LESETEXT.
>>>>

Die Initiative «Mehr bezahlbare Wohnungen» verlangt, dass im Gegensatz zu heute nicht mehr der Wohnungsbau im Allgemeinen gefördert werden soll, sondern nur noch der Bau preisgünstiger Wohnungen. Der Anteil an gemeinnützigen Wohnungen am gesamten Neubau muss bei Annahme der Initiative 10 Prozent betragen. Nach dem Willen der Initianten sollen zudem Sanierungen nicht mehr zum Verlust von preisgünstigen Wohnungen führen. Zusätzlich sollen die Gemeinden und Kantone ein Vorkaufsrecht für geeignete Grundstücke einführen können.  

Hohe Leerstandsquote

Im Kanton St.Gallen stehen 2,18 Prozent aller Wohnungen zur Vermietung oder zum Kauf bereit, hält der HEV fest. In der Stadt St.Gallen sei der Leerwohnungsbestand mit 2,46 Prozent sogar noch höher. Selbst in der Ostschweiz lockten Vermieter in einigen Regionen bereits mit Gratismonaten und anderen Zusatzangeboten. «Dies zeigt klar auf, dass es mehr leere Wohnungen gibt und die Auswahl für die Mietinteressenten steigt», hält der HEV Kanton St. Gallen fest.

<<<<

EXTRAHIERTE EINTRÄGE.
>>>>

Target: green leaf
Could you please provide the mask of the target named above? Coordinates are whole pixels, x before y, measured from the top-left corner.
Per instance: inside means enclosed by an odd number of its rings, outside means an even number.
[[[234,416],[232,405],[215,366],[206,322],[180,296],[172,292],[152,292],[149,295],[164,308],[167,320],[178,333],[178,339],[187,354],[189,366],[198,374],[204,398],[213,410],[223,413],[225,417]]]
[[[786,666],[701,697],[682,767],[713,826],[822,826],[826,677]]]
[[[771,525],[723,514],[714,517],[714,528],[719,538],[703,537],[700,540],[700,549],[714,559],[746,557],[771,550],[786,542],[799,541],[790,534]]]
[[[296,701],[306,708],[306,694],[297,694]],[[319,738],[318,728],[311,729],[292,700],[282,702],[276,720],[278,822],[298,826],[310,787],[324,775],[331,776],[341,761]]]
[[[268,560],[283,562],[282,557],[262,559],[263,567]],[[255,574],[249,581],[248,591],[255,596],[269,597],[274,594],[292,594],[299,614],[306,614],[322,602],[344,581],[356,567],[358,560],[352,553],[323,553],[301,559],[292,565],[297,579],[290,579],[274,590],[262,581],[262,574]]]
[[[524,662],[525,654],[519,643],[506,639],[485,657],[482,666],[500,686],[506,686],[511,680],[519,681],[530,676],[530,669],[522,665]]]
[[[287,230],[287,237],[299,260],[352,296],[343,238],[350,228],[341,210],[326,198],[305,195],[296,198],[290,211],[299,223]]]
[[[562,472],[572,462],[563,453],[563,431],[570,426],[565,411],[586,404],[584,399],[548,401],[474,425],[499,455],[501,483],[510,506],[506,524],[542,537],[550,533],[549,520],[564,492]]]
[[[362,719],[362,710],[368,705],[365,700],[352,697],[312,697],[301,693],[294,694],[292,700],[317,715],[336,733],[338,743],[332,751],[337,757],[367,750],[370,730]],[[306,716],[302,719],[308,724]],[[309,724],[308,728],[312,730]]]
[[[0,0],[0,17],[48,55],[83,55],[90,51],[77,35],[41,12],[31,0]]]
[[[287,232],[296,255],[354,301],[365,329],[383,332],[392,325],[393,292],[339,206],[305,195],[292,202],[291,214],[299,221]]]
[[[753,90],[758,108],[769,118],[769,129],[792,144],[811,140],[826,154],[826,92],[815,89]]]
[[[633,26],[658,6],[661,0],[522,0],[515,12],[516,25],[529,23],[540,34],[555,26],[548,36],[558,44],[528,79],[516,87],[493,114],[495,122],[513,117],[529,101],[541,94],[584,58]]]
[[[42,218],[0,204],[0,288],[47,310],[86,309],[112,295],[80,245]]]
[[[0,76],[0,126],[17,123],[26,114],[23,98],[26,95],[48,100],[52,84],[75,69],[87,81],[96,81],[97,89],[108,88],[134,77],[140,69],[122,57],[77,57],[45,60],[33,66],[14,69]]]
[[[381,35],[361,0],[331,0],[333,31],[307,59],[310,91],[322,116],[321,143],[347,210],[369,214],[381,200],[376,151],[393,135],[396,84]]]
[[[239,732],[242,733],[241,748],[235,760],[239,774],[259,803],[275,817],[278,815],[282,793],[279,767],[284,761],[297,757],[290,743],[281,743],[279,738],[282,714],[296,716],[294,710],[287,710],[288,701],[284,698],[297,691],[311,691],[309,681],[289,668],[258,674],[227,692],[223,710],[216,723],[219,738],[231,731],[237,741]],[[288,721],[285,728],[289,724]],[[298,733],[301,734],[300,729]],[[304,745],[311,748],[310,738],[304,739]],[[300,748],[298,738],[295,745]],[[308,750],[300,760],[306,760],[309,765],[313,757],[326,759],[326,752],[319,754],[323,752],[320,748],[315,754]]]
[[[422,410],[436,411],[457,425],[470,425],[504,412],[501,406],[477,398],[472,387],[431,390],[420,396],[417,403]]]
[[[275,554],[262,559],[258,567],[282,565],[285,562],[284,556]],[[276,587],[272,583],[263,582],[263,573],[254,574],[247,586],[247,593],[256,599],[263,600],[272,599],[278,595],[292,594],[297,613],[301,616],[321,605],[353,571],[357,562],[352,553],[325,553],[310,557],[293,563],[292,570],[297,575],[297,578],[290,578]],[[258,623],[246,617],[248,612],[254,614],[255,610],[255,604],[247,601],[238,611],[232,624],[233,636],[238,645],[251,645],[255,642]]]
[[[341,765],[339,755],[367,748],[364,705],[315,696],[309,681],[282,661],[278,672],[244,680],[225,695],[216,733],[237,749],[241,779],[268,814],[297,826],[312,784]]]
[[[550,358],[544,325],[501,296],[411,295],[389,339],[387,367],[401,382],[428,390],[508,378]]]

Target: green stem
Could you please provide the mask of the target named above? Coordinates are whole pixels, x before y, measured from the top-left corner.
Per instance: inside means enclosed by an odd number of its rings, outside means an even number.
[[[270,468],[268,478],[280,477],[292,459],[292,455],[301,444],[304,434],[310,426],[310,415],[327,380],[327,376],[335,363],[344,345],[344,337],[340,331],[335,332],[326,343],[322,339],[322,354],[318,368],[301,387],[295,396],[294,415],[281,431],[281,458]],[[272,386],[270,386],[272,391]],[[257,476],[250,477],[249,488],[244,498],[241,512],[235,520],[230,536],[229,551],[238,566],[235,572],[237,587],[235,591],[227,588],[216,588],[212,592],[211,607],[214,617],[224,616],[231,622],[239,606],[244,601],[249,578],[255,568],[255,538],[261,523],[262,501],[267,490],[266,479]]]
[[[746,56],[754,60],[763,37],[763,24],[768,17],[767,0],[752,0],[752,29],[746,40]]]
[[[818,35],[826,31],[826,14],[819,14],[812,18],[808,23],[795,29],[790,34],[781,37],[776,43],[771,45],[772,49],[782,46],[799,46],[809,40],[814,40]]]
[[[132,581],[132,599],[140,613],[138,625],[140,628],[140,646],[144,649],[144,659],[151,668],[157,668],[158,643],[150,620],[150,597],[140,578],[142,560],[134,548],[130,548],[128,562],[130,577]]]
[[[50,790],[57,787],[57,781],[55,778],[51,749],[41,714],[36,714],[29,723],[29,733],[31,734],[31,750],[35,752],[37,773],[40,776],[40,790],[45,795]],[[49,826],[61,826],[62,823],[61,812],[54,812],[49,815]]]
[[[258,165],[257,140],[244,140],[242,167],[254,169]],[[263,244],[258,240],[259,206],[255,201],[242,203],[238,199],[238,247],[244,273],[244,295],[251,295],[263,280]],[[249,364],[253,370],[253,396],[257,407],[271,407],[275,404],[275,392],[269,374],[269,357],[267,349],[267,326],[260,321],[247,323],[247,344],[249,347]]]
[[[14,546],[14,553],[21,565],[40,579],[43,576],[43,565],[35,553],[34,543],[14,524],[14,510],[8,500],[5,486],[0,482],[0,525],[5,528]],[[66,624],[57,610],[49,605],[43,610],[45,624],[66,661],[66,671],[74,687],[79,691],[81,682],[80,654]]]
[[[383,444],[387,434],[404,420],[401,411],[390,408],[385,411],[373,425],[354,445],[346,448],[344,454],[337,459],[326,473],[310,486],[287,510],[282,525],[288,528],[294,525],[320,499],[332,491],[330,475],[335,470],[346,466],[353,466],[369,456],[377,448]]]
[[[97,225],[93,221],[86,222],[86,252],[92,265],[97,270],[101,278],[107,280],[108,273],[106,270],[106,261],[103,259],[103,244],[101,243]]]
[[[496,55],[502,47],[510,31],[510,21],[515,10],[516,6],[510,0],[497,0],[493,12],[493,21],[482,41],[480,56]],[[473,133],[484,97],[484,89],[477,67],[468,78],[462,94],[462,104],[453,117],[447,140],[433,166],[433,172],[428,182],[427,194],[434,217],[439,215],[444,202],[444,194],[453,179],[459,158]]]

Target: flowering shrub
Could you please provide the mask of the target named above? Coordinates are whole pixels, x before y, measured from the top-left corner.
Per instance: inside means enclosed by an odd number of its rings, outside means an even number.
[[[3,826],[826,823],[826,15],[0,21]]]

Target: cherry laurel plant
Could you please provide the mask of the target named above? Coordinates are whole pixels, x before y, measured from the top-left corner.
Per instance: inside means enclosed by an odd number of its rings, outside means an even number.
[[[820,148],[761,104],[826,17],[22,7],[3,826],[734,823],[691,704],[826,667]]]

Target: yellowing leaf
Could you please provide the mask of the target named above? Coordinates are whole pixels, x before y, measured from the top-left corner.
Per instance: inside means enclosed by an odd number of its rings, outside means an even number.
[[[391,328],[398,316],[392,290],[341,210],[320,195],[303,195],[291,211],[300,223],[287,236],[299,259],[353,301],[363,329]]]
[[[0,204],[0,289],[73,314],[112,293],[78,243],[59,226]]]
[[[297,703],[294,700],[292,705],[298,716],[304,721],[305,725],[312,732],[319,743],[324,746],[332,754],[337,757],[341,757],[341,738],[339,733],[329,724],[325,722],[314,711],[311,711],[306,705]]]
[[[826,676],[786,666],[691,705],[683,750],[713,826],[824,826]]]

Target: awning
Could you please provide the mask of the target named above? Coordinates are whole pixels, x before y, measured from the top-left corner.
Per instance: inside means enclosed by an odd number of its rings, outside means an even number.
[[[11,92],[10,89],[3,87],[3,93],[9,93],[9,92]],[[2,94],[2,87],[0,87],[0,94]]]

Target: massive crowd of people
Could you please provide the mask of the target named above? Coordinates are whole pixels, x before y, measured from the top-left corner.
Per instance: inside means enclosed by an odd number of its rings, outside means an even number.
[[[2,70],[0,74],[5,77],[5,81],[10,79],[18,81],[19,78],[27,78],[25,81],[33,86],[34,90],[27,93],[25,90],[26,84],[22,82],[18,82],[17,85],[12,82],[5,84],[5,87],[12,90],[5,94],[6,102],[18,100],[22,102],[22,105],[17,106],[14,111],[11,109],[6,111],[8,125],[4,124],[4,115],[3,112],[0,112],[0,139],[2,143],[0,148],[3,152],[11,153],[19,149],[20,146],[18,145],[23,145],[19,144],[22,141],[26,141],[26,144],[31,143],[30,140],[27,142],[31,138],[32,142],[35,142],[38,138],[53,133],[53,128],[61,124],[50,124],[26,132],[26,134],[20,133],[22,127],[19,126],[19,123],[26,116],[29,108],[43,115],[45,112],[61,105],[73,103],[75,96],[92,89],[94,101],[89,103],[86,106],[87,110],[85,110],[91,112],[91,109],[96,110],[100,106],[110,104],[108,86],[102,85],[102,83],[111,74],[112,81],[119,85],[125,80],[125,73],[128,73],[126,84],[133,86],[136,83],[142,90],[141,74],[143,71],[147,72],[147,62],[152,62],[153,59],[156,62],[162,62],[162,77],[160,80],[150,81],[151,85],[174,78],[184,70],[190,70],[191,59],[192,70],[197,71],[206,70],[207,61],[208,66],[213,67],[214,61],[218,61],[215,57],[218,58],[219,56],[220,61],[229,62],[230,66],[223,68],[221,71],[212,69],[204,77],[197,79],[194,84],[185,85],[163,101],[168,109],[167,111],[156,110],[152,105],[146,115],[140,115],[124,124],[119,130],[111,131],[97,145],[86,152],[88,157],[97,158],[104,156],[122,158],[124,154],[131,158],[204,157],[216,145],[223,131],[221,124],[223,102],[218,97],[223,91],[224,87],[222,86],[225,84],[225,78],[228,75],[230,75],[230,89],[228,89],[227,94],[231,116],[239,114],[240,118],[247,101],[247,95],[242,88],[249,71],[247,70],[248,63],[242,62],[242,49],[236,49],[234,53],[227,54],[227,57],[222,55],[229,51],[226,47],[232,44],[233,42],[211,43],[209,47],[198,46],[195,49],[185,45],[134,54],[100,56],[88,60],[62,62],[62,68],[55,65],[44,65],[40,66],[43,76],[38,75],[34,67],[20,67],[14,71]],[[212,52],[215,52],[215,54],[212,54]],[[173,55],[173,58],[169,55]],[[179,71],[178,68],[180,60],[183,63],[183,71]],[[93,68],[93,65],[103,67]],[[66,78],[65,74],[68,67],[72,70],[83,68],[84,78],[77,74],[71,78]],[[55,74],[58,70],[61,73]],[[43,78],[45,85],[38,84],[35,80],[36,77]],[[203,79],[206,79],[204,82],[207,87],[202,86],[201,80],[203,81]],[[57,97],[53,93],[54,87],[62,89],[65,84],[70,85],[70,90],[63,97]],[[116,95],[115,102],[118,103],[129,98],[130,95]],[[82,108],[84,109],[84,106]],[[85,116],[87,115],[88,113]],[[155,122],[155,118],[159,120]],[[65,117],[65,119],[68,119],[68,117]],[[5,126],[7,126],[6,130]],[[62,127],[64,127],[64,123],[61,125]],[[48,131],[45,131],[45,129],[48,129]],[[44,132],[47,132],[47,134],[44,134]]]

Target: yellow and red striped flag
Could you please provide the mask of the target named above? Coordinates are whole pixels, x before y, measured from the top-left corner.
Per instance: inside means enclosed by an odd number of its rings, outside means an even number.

<<<<

SCHRIFTLICHE AUFGABEN.
a. Schreiben Sie aus dem Text zur Wohnungsinitiative die Stelle von „Hohe Leerstandsquote“ bis „St. Gallen fest.“ wortgetreu ab.
b. Bitte schreiben Sie den Text zur Wohnungsinitiative im Anschluss an seinen letzten Satz weiter.

ERGEBNISSE JE AUFGABE.
a.
Hohe Leerstandsquote

Im Kanton St.Gallen stehen 2,18 Prozent aller Wohnungen zur Vermietung oder zum Kauf bereit, hält der HEV fest. In der Stadt St.Gallen sei der Leerwohnungsbestand mit 2,46 Prozent sogar noch höher. Selbst in der Ostschweiz lockten Vermieter in einigen Regionen bereits mit Gratismonaten und anderen Zusatzangeboten. «Dies zeigt klar auf, dass es mehr leere Wohnungen gibt und die Auswahl für die Mietinteressenten steigt», hält der HEV Kanton St. Gallen fest.

b.
Teuer und unrealistisch

«Heute beträgt der Anteil der gemeinnützigen Wohnungen am gesamten Neubaubestand schweizweit wie auch im Kanton St.Gallen rund drei Prozent», sagt der HEV weiter. Um die Forderung der Initianten zu erfüllen, müssten also mehr als dreimal so viele Wohnungen durch gemeinnützige Wohnbauträger erstellt werden. Dafür würden fünfmal mehr Darlehen und damit zusätzliche Mittel in der Grössenordnung von 120 Millionen Franken pro Jahr benötigt. Die Quote in der Bundesverfassung würde den Bund zwingen, in den Bau von gemeinnützigen Wohnungen zu investieren, selbst wenn regional – wie im Kanton St.Gallen – gar kein Bedarf besteht, hält der HEV Kanton St. Gallen fest.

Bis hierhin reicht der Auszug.